Texte source:
━━━━━━
Dans le cadre de l'examen du projet de loi bioéthique, la question d'un encadrement des tests ADN pour connaître ses origines est débattue à l'Assemblée nationale. Ils restent interdits en France, mais de nombreux Français en achètent à l'étranger.

Article rédigé par Solenne Le Hen
Radio France
Publié Mis à jour
Temps de lecture : 2 min
Environ 100 000 Français font l'achat de tests génétiques "récréatifs" chaque année (illustration). (CLAUDIO REYES / AFP)

L’examen du projet de loi de bioéthique se poursuit à l’Assemblée nationale, en deuxième lecture, et devrait se terminer vendredi 31 juillet au soir. En dehors du projet d’ouvrir la procréation médicalement assistée aux femmes seules et aux couples de femmes, une autre mesure devrait faire l’objet de discussions passionnées : la question des tests génétiques. Les députés vont devoir décider s’ils doivent être légalisés et encadrés.

Malgré l'interdiction des tests ADN généalogiques en France, les Français sont de plus en plus nombreux à en acheter via des sociétés étrangères. Isabelle, par exemple, a acheté un test ADN il y a quelques mois sur le site israélien MyHeritage.com, "pour savoir si les origines dont ma famille parlait étaient vraiment mes origines, attestées par l'ADN". Ce genre de test généalogique est appelé "récréatif", c'est-à-dire qu'il n'a pas de portée médicale ou scientifique. "Je me suis rendu compte que j'avais du sang italien et je n'étais absolument pas au courant de ces ascendances italiennes, poursuit Isabelle. Évidemment, ils gardent les données, mais personnellement, ça ne me dérange pas du tout. Je n'ai aucun secret particulier."
━━━━━━
Énoncé: Dans l'article sur les tests ADN, indiquez s'il vous plaît sur quel site Isabelle a acheté son test.

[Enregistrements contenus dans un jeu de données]
━━━━━━
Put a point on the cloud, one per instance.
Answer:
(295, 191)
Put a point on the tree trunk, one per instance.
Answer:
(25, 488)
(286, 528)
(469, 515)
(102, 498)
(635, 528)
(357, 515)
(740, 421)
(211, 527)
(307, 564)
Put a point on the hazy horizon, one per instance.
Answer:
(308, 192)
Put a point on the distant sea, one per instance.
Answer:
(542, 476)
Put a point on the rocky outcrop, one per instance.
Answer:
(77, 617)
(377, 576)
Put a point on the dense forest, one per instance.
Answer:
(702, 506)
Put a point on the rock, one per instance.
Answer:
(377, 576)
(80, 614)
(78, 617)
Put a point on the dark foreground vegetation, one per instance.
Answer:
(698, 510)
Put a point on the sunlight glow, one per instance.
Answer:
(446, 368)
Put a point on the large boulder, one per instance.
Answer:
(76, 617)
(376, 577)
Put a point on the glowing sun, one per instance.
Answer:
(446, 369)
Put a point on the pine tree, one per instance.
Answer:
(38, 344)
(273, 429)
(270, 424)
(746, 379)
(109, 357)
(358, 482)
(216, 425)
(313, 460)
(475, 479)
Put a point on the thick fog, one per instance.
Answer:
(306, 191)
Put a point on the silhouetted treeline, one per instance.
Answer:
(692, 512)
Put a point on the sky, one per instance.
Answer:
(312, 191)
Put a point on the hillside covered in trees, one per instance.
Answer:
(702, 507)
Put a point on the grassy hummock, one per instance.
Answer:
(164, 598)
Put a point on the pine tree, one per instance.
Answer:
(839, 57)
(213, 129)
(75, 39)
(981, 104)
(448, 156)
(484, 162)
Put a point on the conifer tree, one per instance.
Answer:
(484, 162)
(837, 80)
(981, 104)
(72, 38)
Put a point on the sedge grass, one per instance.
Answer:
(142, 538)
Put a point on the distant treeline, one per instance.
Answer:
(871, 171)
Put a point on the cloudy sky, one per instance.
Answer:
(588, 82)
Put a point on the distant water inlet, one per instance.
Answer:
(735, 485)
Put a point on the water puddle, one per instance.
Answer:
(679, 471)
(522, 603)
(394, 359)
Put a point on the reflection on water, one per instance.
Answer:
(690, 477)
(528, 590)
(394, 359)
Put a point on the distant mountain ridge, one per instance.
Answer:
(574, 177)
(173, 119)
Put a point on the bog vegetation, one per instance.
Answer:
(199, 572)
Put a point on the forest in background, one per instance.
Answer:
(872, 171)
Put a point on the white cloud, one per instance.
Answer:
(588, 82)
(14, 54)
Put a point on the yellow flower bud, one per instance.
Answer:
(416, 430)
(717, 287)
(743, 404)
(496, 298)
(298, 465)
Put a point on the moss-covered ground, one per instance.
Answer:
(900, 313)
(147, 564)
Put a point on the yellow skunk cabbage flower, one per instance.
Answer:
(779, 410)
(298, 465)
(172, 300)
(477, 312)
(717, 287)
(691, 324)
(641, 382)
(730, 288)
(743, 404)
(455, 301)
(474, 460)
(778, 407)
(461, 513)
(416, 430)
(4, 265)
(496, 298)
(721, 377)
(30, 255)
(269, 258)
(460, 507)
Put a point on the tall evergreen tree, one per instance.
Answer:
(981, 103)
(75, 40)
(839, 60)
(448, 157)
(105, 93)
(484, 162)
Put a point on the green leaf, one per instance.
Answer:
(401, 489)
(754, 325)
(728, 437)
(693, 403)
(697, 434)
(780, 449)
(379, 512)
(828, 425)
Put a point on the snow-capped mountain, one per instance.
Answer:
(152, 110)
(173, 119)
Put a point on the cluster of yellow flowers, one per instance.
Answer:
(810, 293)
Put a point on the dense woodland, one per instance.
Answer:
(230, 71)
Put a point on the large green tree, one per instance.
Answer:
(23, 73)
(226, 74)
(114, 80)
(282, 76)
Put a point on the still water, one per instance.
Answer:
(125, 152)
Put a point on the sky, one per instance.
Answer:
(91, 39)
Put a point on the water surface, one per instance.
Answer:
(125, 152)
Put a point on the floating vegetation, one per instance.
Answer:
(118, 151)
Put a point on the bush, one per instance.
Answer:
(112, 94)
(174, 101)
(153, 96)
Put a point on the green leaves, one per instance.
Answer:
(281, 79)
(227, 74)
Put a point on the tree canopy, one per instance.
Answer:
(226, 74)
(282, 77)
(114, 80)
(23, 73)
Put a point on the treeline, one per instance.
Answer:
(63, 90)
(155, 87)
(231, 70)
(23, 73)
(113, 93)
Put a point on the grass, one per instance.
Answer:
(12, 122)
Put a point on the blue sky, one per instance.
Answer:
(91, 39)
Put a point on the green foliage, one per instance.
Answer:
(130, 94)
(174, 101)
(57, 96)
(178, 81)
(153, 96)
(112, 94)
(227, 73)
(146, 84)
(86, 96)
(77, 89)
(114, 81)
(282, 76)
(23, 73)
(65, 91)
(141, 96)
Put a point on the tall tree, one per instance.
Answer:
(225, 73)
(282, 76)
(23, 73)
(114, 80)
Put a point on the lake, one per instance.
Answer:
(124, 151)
━━━━━━
Corrigé: Sur le site israélien MyHeritage.com.